**Tasks to complete**
1. In the garden railway forum thread, reproduce the text between "Hello! Does anyone" and "might support electric)?", inclusive.
2. Answer these questions from the garden railway forum thread:
(a) Which scale does the first poster name for garden railways?
(b) In which country is the recommended site based?
(c) What does MichaelE say he belongs to that site for?
3. Extend the garden railway forum thread from its last line.

**Selected excerpt**
= = =
# Track.



## I like Model Trains! (Sep 16, 2020)

Hello! Does anyone here have any tips or experience with track for garden railways? (G scale of course.) Which one is the cheapest, but good quality?
Which one would be good for battery operated, (but might support electric)?




Thanks.


----------



## MichaelE (Mar 7, 2018)

If you aren't getting the answers you need here, you might try this site: RMWeb UK Model Railroaders

This is a friendly site based in the UK with a lot of activity. Garden model railroading, like most other scales seems to be infinitely more popular abroad than in the United States. 

There is a Gardenrail Magazine forum with a lot of useful information as well as a regular garden model railway forum for member interaction.

I belong for information on Swiss railways and the Rhätischebahn in particular through their narrow gauge Swiss forum.
= = =
**Raw records**
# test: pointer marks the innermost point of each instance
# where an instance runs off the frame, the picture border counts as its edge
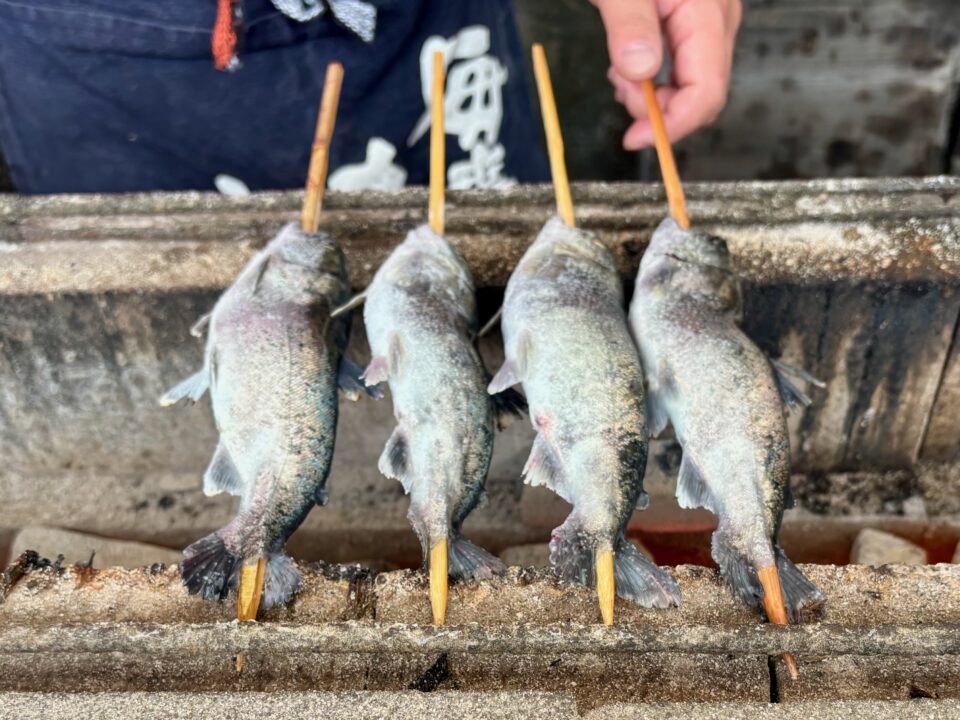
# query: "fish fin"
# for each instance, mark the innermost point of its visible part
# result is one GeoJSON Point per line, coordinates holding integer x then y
{"type": "Point", "coordinates": [740, 575]}
{"type": "Point", "coordinates": [471, 562]}
{"type": "Point", "coordinates": [541, 469]}
{"type": "Point", "coordinates": [222, 476]}
{"type": "Point", "coordinates": [355, 301]}
{"type": "Point", "coordinates": [349, 378]}
{"type": "Point", "coordinates": [792, 396]}
{"type": "Point", "coordinates": [509, 405]}
{"type": "Point", "coordinates": [197, 328]}
{"type": "Point", "coordinates": [382, 368]}
{"type": "Point", "coordinates": [571, 555]}
{"type": "Point", "coordinates": [789, 500]}
{"type": "Point", "coordinates": [505, 378]}
{"type": "Point", "coordinates": [692, 489]}
{"type": "Point", "coordinates": [513, 369]}
{"type": "Point", "coordinates": [639, 580]}
{"type": "Point", "coordinates": [656, 414]}
{"type": "Point", "coordinates": [798, 592]}
{"type": "Point", "coordinates": [261, 271]}
{"type": "Point", "coordinates": [192, 388]}
{"type": "Point", "coordinates": [377, 371]}
{"type": "Point", "coordinates": [281, 580]}
{"type": "Point", "coordinates": [209, 569]}
{"type": "Point", "coordinates": [491, 323]}
{"type": "Point", "coordinates": [395, 461]}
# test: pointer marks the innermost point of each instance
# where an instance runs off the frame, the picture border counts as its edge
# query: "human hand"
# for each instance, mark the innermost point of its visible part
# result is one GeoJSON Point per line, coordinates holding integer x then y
{"type": "Point", "coordinates": [700, 36]}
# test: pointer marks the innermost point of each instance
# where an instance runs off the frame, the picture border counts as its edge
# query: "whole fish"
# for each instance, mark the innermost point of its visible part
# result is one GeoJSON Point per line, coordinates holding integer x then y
{"type": "Point", "coordinates": [420, 316]}
{"type": "Point", "coordinates": [273, 362]}
{"type": "Point", "coordinates": [725, 400]}
{"type": "Point", "coordinates": [566, 341]}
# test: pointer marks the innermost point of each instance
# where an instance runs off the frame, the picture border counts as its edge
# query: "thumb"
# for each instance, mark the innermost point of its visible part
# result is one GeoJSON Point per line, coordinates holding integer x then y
{"type": "Point", "coordinates": [633, 37]}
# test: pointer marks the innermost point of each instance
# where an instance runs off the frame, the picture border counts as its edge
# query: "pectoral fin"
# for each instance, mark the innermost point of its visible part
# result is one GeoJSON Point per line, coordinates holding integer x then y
{"type": "Point", "coordinates": [542, 469]}
{"type": "Point", "coordinates": [350, 379]}
{"type": "Point", "coordinates": [491, 323]}
{"type": "Point", "coordinates": [692, 490]}
{"type": "Point", "coordinates": [192, 389]}
{"type": "Point", "coordinates": [656, 414]}
{"type": "Point", "coordinates": [222, 475]}
{"type": "Point", "coordinates": [354, 302]}
{"type": "Point", "coordinates": [513, 369]}
{"type": "Point", "coordinates": [196, 330]}
{"type": "Point", "coordinates": [792, 396]}
{"type": "Point", "coordinates": [395, 459]}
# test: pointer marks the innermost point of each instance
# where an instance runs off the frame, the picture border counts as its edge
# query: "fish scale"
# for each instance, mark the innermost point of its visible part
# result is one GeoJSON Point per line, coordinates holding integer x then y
{"type": "Point", "coordinates": [566, 341]}
{"type": "Point", "coordinates": [273, 364]}
{"type": "Point", "coordinates": [420, 315]}
{"type": "Point", "coordinates": [725, 401]}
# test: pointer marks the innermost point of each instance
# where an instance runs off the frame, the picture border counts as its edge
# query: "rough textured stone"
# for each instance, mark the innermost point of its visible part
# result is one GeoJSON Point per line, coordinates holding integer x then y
{"type": "Point", "coordinates": [875, 547]}
{"type": "Point", "coordinates": [81, 547]}
{"type": "Point", "coordinates": [832, 710]}
{"type": "Point", "coordinates": [256, 706]}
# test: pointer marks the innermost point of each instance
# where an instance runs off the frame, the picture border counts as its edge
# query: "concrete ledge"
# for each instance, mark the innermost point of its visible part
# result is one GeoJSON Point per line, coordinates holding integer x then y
{"type": "Point", "coordinates": [256, 706]}
{"type": "Point", "coordinates": [804, 232]}
{"type": "Point", "coordinates": [417, 705]}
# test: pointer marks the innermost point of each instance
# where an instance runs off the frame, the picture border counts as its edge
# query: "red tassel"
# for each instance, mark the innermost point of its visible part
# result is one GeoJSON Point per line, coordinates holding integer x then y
{"type": "Point", "coordinates": [223, 42]}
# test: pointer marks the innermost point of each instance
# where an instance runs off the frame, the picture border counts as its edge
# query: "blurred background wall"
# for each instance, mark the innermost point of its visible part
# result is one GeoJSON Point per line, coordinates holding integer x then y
{"type": "Point", "coordinates": [821, 88]}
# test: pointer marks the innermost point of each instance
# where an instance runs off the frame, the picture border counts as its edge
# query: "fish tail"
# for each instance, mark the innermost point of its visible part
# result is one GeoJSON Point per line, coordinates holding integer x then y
{"type": "Point", "coordinates": [510, 404]}
{"type": "Point", "coordinates": [639, 580]}
{"type": "Point", "coordinates": [798, 592]}
{"type": "Point", "coordinates": [210, 569]}
{"type": "Point", "coordinates": [572, 553]}
{"type": "Point", "coordinates": [471, 562]}
{"type": "Point", "coordinates": [739, 574]}
{"type": "Point", "coordinates": [281, 581]}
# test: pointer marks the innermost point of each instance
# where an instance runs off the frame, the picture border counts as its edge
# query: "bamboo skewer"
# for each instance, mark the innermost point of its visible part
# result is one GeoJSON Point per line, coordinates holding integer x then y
{"type": "Point", "coordinates": [439, 562]}
{"type": "Point", "coordinates": [320, 154]}
{"type": "Point", "coordinates": [551, 126]}
{"type": "Point", "coordinates": [775, 608]}
{"type": "Point", "coordinates": [252, 572]}
{"type": "Point", "coordinates": [769, 577]}
{"type": "Point", "coordinates": [603, 559]}
{"type": "Point", "coordinates": [668, 166]}
{"type": "Point", "coordinates": [438, 141]}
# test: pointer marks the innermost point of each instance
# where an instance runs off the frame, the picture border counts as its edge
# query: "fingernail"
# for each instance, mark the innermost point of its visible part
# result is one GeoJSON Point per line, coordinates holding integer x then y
{"type": "Point", "coordinates": [638, 60]}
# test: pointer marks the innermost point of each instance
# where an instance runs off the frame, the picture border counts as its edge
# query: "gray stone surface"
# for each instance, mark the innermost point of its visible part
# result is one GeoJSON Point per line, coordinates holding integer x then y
{"type": "Point", "coordinates": [257, 706]}
{"type": "Point", "coordinates": [80, 547]}
{"type": "Point", "coordinates": [89, 342]}
{"type": "Point", "coordinates": [824, 710]}
{"type": "Point", "coordinates": [875, 547]}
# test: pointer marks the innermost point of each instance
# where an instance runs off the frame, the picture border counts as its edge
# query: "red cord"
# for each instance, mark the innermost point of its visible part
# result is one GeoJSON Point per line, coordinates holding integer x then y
{"type": "Point", "coordinates": [223, 42]}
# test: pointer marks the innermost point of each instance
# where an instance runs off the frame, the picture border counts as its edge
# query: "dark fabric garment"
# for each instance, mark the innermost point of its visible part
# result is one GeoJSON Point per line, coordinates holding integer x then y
{"type": "Point", "coordinates": [121, 95]}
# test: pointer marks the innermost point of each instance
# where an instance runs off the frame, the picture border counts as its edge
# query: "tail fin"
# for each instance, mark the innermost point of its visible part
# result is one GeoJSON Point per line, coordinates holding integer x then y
{"type": "Point", "coordinates": [637, 578]}
{"type": "Point", "coordinates": [640, 580]}
{"type": "Point", "coordinates": [282, 580]}
{"type": "Point", "coordinates": [509, 405]}
{"type": "Point", "coordinates": [470, 562]}
{"type": "Point", "coordinates": [798, 592]}
{"type": "Point", "coordinates": [210, 570]}
{"type": "Point", "coordinates": [571, 553]}
{"type": "Point", "coordinates": [740, 575]}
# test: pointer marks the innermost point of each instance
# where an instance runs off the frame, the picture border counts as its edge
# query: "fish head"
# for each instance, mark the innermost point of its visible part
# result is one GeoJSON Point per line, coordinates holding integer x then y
{"type": "Point", "coordinates": [682, 262]}
{"type": "Point", "coordinates": [296, 261]}
{"type": "Point", "coordinates": [559, 240]}
{"type": "Point", "coordinates": [608, 473]}
{"type": "Point", "coordinates": [426, 262]}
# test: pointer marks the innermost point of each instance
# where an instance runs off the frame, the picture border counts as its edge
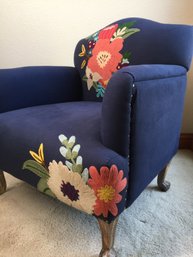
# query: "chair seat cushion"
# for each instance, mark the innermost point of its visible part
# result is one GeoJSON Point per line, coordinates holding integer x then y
{"type": "Point", "coordinates": [40, 144]}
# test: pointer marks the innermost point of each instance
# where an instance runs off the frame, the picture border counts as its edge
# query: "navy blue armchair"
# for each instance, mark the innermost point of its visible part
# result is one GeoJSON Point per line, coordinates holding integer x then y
{"type": "Point", "coordinates": [95, 135]}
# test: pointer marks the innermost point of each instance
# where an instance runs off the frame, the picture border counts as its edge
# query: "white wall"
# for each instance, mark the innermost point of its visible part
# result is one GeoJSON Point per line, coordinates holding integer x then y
{"type": "Point", "coordinates": [45, 32]}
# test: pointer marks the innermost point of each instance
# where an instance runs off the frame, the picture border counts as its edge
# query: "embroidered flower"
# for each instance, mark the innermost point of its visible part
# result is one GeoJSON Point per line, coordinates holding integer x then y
{"type": "Point", "coordinates": [105, 57]}
{"type": "Point", "coordinates": [107, 185]}
{"type": "Point", "coordinates": [92, 77]}
{"type": "Point", "coordinates": [40, 156]}
{"type": "Point", "coordinates": [102, 56]}
{"type": "Point", "coordinates": [108, 32]}
{"type": "Point", "coordinates": [70, 188]}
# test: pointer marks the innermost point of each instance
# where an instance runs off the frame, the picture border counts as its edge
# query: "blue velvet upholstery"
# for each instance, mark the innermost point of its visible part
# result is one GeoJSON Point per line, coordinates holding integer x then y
{"type": "Point", "coordinates": [113, 131]}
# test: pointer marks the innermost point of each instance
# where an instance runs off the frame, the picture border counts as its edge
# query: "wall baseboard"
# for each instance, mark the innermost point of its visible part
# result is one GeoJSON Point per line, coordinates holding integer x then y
{"type": "Point", "coordinates": [186, 141]}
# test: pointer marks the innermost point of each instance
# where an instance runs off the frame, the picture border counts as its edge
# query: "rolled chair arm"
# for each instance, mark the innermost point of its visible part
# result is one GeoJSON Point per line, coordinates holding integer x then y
{"type": "Point", "coordinates": [117, 102]}
{"type": "Point", "coordinates": [30, 86]}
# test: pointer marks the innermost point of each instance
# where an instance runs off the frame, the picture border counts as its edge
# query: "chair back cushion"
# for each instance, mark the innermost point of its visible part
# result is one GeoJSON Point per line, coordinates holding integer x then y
{"type": "Point", "coordinates": [126, 42]}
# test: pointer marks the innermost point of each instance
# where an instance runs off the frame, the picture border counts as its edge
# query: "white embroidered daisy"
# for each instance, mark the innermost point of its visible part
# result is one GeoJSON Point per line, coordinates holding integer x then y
{"type": "Point", "coordinates": [70, 188]}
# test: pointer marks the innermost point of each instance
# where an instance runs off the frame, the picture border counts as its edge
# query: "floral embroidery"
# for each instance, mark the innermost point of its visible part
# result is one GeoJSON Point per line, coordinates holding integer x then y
{"type": "Point", "coordinates": [107, 186]}
{"type": "Point", "coordinates": [70, 188]}
{"type": "Point", "coordinates": [40, 156]}
{"type": "Point", "coordinates": [103, 56]}
{"type": "Point", "coordinates": [70, 183]}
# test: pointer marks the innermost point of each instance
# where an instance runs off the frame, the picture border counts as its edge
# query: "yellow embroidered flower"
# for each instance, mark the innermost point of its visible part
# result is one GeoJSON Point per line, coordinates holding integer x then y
{"type": "Point", "coordinates": [40, 156]}
{"type": "Point", "coordinates": [70, 188]}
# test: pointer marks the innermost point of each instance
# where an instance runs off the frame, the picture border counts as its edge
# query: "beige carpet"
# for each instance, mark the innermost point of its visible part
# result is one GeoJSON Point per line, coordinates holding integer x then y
{"type": "Point", "coordinates": [156, 225]}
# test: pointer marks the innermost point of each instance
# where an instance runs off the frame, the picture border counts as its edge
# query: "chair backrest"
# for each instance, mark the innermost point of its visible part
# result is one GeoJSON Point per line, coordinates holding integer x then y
{"type": "Point", "coordinates": [130, 41]}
= = =
**Set of answers**
1.
Hello! Does anyone here have any tips or experience with track for garden railways? (G scale of course.) Which one is the cheapest, but good quality?
Which one would be good for battery operated, (but might support electric)?

2.
(a) G scale.
(b) The UK.
(c) Information on Swiss railways, the Rhätischebahn in particular, through its narrow gauge Swiss forum.

3.
All in English and they are a friendly group of modelers.


----------



## Gramps (Feb 28, 2016)

This information is a few years old from when I had G scale outdoors. USA Trains and Aristocraft track are compatible but come with tiny screws to hold the rail joiners. The screws are tricky to work with. Aristocraft is out of business. LGB has tabs on the bottom that interlock with each section. Both these methods provide good conductivity so no soldering is needed. Bachmann track outdoors was worthless back then.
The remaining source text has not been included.